-- Exercise material start --
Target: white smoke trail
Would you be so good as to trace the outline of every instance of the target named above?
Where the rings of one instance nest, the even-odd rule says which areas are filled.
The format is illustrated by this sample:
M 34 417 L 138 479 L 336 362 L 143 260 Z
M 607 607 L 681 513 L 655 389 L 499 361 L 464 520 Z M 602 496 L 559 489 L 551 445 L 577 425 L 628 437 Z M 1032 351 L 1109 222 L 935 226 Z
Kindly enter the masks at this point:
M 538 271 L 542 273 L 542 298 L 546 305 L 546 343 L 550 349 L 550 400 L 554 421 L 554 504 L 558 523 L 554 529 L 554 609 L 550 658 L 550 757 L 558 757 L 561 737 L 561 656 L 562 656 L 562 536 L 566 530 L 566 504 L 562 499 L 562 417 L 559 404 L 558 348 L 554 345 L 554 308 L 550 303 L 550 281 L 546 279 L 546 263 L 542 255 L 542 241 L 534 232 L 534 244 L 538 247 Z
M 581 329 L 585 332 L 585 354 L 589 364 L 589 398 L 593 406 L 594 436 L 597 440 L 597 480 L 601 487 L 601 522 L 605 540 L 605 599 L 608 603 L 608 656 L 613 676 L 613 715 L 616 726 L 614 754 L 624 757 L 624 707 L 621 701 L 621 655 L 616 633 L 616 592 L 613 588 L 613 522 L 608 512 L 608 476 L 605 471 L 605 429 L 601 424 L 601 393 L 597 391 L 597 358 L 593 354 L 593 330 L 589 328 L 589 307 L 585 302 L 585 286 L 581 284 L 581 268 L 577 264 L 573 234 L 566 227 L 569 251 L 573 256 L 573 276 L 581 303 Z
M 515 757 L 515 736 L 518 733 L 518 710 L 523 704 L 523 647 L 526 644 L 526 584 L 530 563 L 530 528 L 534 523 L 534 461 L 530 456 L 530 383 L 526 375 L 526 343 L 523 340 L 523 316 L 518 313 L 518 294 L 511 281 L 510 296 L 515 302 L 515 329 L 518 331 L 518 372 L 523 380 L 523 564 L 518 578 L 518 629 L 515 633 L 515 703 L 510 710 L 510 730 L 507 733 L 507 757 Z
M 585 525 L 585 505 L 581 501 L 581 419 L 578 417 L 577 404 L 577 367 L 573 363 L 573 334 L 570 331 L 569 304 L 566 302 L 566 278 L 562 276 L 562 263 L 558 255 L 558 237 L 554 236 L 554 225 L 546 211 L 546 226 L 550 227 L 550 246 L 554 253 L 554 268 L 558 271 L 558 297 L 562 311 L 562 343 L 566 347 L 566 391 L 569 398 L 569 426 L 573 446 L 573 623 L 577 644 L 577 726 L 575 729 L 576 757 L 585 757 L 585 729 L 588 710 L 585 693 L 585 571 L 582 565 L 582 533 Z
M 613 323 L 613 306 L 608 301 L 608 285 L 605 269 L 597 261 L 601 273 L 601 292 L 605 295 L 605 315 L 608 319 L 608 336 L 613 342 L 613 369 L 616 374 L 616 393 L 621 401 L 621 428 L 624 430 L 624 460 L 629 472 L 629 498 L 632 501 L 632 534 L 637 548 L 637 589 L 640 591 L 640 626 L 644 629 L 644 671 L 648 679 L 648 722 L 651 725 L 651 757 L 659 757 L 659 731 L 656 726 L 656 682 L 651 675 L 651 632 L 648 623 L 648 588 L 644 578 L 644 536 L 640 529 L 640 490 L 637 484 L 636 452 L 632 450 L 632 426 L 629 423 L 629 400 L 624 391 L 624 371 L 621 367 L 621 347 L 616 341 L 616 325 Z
-- Exercise material end --
» What is needed:
Please quote each of the stored dataset items above word for word, covering all of them.

» Solution to the exercise:
Target: white smoke trail
Would you be so good as to trace the outline of every instance of the target named above?
Where the rings of one instance nest, the even-odd rule says which areas are filled.
The format is illustrated by this sample:
M 34 417 L 138 479 L 336 362 L 143 260 Z
M 607 607 L 681 513 L 655 389 L 499 361 L 464 520 Z M 602 496 L 559 489 L 551 445 L 577 425 L 628 437 Z M 1032 351 L 1109 222 L 935 226 Z
Kindly enter the masks at this point:
M 538 271 L 542 273 L 542 298 L 546 305 L 546 343 L 550 349 L 550 400 L 554 421 L 554 504 L 558 523 L 554 529 L 554 609 L 550 658 L 550 757 L 558 757 L 561 737 L 561 656 L 562 656 L 562 536 L 566 530 L 566 504 L 562 499 L 562 417 L 559 404 L 558 348 L 554 345 L 554 308 L 550 303 L 550 281 L 546 279 L 546 263 L 542 255 L 542 241 L 534 232 L 534 244 L 538 247 Z
M 581 329 L 585 332 L 585 354 L 589 364 L 589 398 L 593 406 L 594 436 L 597 440 L 597 480 L 601 487 L 601 522 L 605 540 L 605 599 L 608 603 L 608 656 L 613 676 L 613 715 L 616 726 L 614 754 L 624 757 L 624 707 L 621 701 L 621 655 L 616 633 L 616 592 L 613 588 L 613 522 L 608 512 L 608 476 L 605 471 L 605 429 L 601 424 L 601 393 L 597 391 L 597 358 L 593 354 L 593 330 L 589 328 L 589 307 L 585 302 L 585 286 L 581 284 L 581 268 L 577 264 L 573 234 L 566 227 L 569 251 L 573 256 L 573 276 L 581 303 Z
M 515 757 L 515 736 L 518 733 L 518 710 L 523 704 L 523 647 L 526 644 L 526 584 L 530 563 L 530 528 L 534 523 L 534 461 L 530 456 L 530 383 L 526 375 L 526 343 L 523 340 L 523 316 L 518 313 L 518 294 L 511 281 L 510 296 L 515 302 L 515 329 L 518 331 L 518 372 L 523 380 L 523 564 L 518 578 L 518 629 L 515 633 L 515 703 L 510 710 L 510 730 L 507 733 L 507 757 Z
M 585 525 L 585 505 L 581 501 L 581 419 L 578 417 L 577 404 L 577 367 L 573 363 L 573 334 L 570 331 L 569 304 L 566 302 L 566 278 L 562 276 L 562 263 L 558 255 L 558 237 L 554 236 L 554 225 L 546 211 L 546 226 L 550 227 L 550 246 L 554 253 L 554 268 L 558 271 L 558 297 L 562 311 L 562 343 L 566 347 L 566 391 L 569 398 L 569 426 L 573 446 L 573 623 L 577 644 L 577 726 L 575 729 L 576 757 L 585 757 L 585 729 L 588 710 L 585 693 L 585 571 L 582 565 L 582 533 Z
M 613 323 L 613 306 L 608 301 L 608 285 L 605 269 L 597 261 L 601 273 L 601 292 L 605 295 L 605 315 L 608 319 L 608 336 L 613 342 L 613 369 L 616 374 L 616 393 L 621 401 L 621 428 L 624 430 L 624 460 L 629 472 L 629 498 L 632 501 L 632 534 L 637 548 L 637 589 L 640 591 L 640 626 L 644 629 L 644 671 L 648 679 L 648 722 L 651 725 L 651 757 L 659 757 L 659 731 L 656 726 L 656 682 L 651 675 L 651 632 L 648 623 L 648 588 L 644 578 L 644 536 L 640 529 L 640 490 L 637 484 L 636 452 L 632 450 L 632 426 L 629 423 L 629 400 L 624 391 L 624 371 L 621 367 L 621 347 L 616 341 L 616 325 Z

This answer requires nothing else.